## About this exercise
With no images included, output each entry below exactly as it appears.

──────

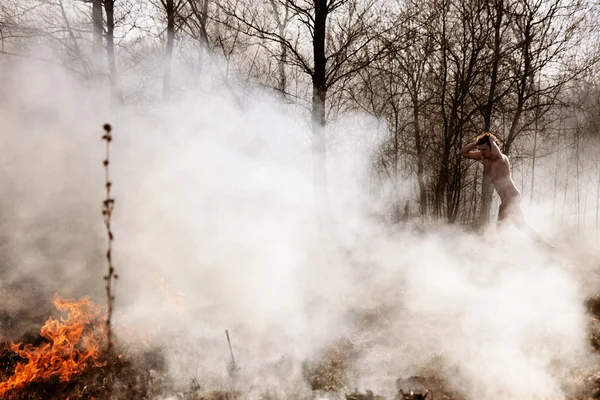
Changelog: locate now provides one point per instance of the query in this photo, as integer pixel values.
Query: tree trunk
(170, 9)
(109, 7)
(318, 110)
(98, 26)
(487, 189)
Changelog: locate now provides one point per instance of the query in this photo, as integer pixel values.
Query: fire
(75, 344)
(164, 288)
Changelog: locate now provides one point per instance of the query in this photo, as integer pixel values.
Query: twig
(107, 209)
(232, 366)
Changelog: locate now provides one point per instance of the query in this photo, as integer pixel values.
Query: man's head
(484, 144)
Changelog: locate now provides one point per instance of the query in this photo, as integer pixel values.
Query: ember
(75, 344)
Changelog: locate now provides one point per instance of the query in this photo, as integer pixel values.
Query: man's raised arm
(494, 146)
(466, 152)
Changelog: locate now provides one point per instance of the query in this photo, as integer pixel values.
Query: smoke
(215, 229)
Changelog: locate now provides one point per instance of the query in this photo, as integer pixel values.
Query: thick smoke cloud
(215, 230)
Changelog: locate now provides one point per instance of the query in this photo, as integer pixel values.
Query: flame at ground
(75, 344)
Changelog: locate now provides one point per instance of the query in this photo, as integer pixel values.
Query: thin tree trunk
(98, 26)
(533, 162)
(76, 48)
(109, 7)
(170, 9)
(487, 189)
(318, 110)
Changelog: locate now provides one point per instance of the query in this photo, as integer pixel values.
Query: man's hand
(466, 152)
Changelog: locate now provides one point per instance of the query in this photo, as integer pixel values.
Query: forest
(264, 199)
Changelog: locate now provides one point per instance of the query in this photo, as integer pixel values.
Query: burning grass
(70, 346)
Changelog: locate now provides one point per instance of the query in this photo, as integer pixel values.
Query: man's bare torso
(499, 172)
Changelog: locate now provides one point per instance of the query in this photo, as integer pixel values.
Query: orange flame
(75, 344)
(164, 289)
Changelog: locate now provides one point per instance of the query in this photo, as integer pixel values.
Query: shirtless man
(497, 166)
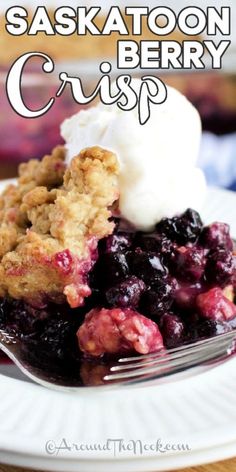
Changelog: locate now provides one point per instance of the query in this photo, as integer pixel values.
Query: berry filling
(148, 292)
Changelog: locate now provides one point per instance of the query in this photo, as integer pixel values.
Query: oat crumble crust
(50, 223)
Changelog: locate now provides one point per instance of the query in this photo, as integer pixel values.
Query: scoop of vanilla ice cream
(158, 175)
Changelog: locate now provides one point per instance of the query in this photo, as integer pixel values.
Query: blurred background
(212, 92)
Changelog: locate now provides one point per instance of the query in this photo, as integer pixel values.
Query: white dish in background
(198, 411)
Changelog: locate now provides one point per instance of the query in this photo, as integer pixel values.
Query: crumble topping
(50, 223)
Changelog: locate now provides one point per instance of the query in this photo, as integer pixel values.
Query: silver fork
(168, 362)
(128, 370)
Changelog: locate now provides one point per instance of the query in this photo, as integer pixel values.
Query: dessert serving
(103, 251)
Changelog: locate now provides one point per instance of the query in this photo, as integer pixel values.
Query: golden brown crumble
(50, 223)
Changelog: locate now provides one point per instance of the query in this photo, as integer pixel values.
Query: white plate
(198, 412)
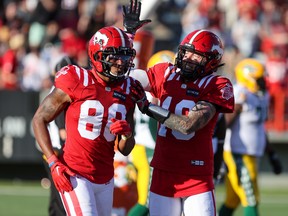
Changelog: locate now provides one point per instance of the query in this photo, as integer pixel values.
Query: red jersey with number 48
(89, 148)
(190, 154)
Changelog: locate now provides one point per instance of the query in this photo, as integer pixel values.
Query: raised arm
(196, 119)
(131, 17)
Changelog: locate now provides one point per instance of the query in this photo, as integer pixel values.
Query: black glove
(131, 16)
(275, 163)
(139, 96)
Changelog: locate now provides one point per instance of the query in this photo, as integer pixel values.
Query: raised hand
(60, 174)
(139, 96)
(131, 17)
(120, 127)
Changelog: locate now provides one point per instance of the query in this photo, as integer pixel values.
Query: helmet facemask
(109, 57)
(191, 69)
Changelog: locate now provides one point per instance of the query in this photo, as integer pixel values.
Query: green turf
(30, 199)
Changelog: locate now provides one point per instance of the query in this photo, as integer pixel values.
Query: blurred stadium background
(21, 168)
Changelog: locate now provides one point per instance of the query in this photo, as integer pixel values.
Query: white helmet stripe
(195, 35)
(122, 37)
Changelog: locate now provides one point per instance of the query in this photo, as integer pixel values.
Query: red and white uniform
(89, 148)
(185, 161)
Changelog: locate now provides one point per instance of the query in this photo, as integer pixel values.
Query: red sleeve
(67, 80)
(221, 94)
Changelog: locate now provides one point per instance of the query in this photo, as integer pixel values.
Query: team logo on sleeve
(227, 91)
(119, 95)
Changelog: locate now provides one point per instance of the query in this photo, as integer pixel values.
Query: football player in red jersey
(99, 113)
(191, 97)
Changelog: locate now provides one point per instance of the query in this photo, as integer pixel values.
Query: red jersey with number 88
(89, 148)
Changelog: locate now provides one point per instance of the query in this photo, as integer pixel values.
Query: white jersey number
(180, 107)
(90, 126)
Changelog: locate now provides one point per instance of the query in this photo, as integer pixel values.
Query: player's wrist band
(158, 113)
(126, 137)
(51, 160)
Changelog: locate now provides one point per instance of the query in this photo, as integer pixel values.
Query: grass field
(30, 199)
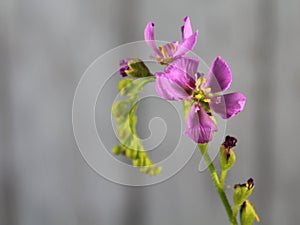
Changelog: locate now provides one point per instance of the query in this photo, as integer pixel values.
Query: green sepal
(242, 192)
(124, 113)
(137, 69)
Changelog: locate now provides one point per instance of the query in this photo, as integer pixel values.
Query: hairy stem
(219, 187)
(222, 178)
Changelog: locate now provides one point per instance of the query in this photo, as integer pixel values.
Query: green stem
(222, 178)
(219, 188)
(235, 211)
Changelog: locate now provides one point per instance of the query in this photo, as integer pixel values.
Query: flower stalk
(218, 186)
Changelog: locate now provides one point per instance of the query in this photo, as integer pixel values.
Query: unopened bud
(227, 155)
(242, 192)
(134, 68)
(248, 214)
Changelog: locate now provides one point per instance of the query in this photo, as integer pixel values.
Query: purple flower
(124, 66)
(180, 81)
(168, 53)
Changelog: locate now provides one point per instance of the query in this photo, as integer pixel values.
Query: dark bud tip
(230, 142)
(250, 183)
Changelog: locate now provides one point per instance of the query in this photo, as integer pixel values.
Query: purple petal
(186, 29)
(149, 37)
(169, 89)
(228, 105)
(124, 66)
(186, 45)
(183, 70)
(219, 77)
(200, 127)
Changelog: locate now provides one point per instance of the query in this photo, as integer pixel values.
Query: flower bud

──────

## The completed task
Changelog: locate now provides one point per instance of the query in this photo, as integer pixel values.
Query: tree trunk
(170, 9)
(109, 7)
(318, 110)
(98, 26)
(487, 189)
Changelog: locate now provides one point per instance of the query in this photo, as integer pixel values.
Query: fire
(75, 344)
(164, 288)
Changelog: locate now provides one point per instance of the query in this photo, as integer pixel values.
Query: twig
(107, 209)
(232, 366)
Changelog: locate now provides one point per instance of the query in this photo, as integer pixel values.
Query: man's head
(484, 144)
Changelog: locate now provides one point per instance of the query in this photo, as integer pixel values.
Query: ember
(75, 344)
Changelog: locate now provides one point per instance of the query in this photo, as integer pixel values.
Query: man's raised arm
(494, 146)
(466, 152)
Changelog: locate now provides one point per instance of the query in this photo, as integer pixel values.
Query: smoke
(215, 229)
Changelog: locate now provides one point per instance of the query in this photo, as integer pixel values.
Query: thick smoke cloud
(215, 230)
Changelog: locate now provides one point per instance of the query in this photo, as integer pixel values.
Query: flame at ground
(75, 344)
Changelog: locate now provides one point per instance of the query in this photo, as integer pixel values.
Query: thin tree trunk
(98, 26)
(533, 162)
(76, 48)
(109, 7)
(170, 9)
(487, 189)
(318, 110)
Changelog: locate now provides one point per instance of the query in this photo, as integer pixel values.
Query: man's hand
(466, 152)
Changelog: locate now provides one point per instance of the query in this photo, as integer pixel values.
Query: forest
(264, 199)
Changelog: locate now provides one point per instance of the query in this photo, as integer pixel values.
Query: burning grass
(70, 346)
Changelog: locate now provides one point per instance of the query in this photo, as integer pixel values.
Query: man's bare torso
(499, 172)
Changelog: locate now provides one point per instance of the query in this photo, as integer pixel values.
Query: orange flame
(75, 344)
(164, 289)
Changelog: locate now provides one point per instance of the query in this photo, as integer pixel values.
Query: shirtless man
(497, 166)
Changelog: locate now provides one point per instance of the query in this photo, as integer pixel values.
Query: berry filling
(148, 292)
Changelog: locate now provides one point per instance of the query in this photo, as integer pixel values.
Query: oat crumble crust
(50, 223)
Changelog: locate now provides one point per instance of the query in this photo, as integer pixel values.
Query: scoop of vanilla ice cream
(158, 175)
Changelog: locate now provides one point per instance of the query in this photo, as integer pixel values.
Query: blurred background
(212, 92)
Changelog: locate now provides one point per instance of the query in this photo, as integer pixel values.
Query: white dish in background
(198, 411)
Changelog: locate now provides one point per instance of the query in this photo, as integer pixel values.
Query: crumble topping
(50, 223)
Changelog: locate now provides one point per instance of the query in this photo, as integer pixel values.
Query: silver fork
(168, 362)
(128, 370)
Changelog: locate now provides one point per instance of the query in this photo, as integer pixel values.
Query: dessert serving
(103, 251)
Changelog: locate now provides one point per instance of the query in this photo, as integer pixel values.
Query: golden brown crumble
(50, 223)
Changelog: locate now provides one point per instance of the query in this photo, as integer pixel values.
Query: white plate
(198, 412)
Changelog: locate now provides one point per instance of the query in this photo, as integer pixel values.
Query: red jersey with number 48
(89, 148)
(190, 154)
Changelog: locate now provides one point per instance of the query in this photo, as integer pixel values.
Query: raised arm
(196, 119)
(131, 17)
Changelog: locate now provides one point per instance of the query in this photo, as integer pixel values.
Query: black glove
(131, 16)
(275, 163)
(139, 96)
Changelog: locate now provides one point per instance of the query in this photo, as integer pixel values.
Query: raised hand
(60, 174)
(139, 96)
(131, 17)
(120, 127)
Changelog: locate now provides one point per instance of the query in this photo, as integer pixel values.
Query: helmet facemask
(109, 57)
(191, 69)
Changelog: locate now provides one point per instance of the query in this photo, as integer pixel values.
Query: green turf
(30, 199)
Changelog: locate now provides one point per instance of the query in this photo, as integer pixel values.
Query: blurred stadium background
(21, 168)
Changelog: locate now provides one point per instance of the query in this photo, as integer pixel values.
Query: white helmet stripe
(195, 35)
(122, 37)
Changelog: locate now provides one point per instance of the query in this photo, as integer pixel values.
Query: red and white uniform
(89, 148)
(185, 161)
Changelog: locate now provides one point per instance of the query in this photo, as integer pixel values.
Query: red sleeve
(67, 80)
(221, 94)
Changelog: locate now provides one point per instance of the query in this photo, as integer pixel values.
Query: team logo on sleeve
(227, 91)
(119, 95)
Changelog: locate now provides one point per instance of the query in this photo, as integer pixel values.
Query: football player in red jersey
(99, 113)
(191, 97)
Changelog: locate now provides one point per instance of the query in this photo, as integer pixel values.
Query: red jersey with number 88
(89, 148)
Changelog: locate now provides one point per instance of the query in this photo, as integer pixel values.
Query: white jersey number
(180, 107)
(90, 126)
Changelog: locate now provides one point per instance of the query in this photo, as integer pixel values.
Query: player's wrist band
(158, 113)
(126, 137)
(51, 160)
Changelog: locate now provides one point per instance of the query in this photo, as integer pixel values.
Query: grass field
(30, 199)
Changelog: locate now provides one point per instance of the query in this photo, as integer pixel values.
Query: green sepal
(242, 192)
(124, 113)
(137, 69)
Changelog: locate now provides one point per instance of the query in this photo, as integer pixel values.
Query: hairy stem
(219, 187)
(222, 178)
Changelog: locate now provides one point per instance of the query in this photo, as integer pixel values.
Query: green stem
(222, 178)
(219, 188)
(235, 211)
Changelog: locate now provides one point per instance of the query in this photo, as integer pixel values.
Query: flower stalk
(218, 186)
Changelog: locate now provides one point per instance of the query in this photo, as integer pixel values.
Query: unopened bud
(227, 155)
(242, 192)
(134, 68)
(248, 214)
Changelog: locate now provides one point per instance of the query in this photo, as integer pixel values.
Query: purple flower
(124, 66)
(180, 81)
(168, 53)
Changelog: locate now provides one point per instance of the query in this photo, as integer pixel values.
Query: dark bud tip
(230, 142)
(250, 183)
Changelog: locate now provides one point per instance of the query in this photo, as integer pixel values.
Query: purple petal
(186, 29)
(149, 37)
(169, 89)
(228, 105)
(124, 66)
(186, 45)
(183, 70)
(219, 77)
(200, 127)
Changelog: locate now provides one point per instance of the query in this photo, as integer pixel values.
Query: flower bud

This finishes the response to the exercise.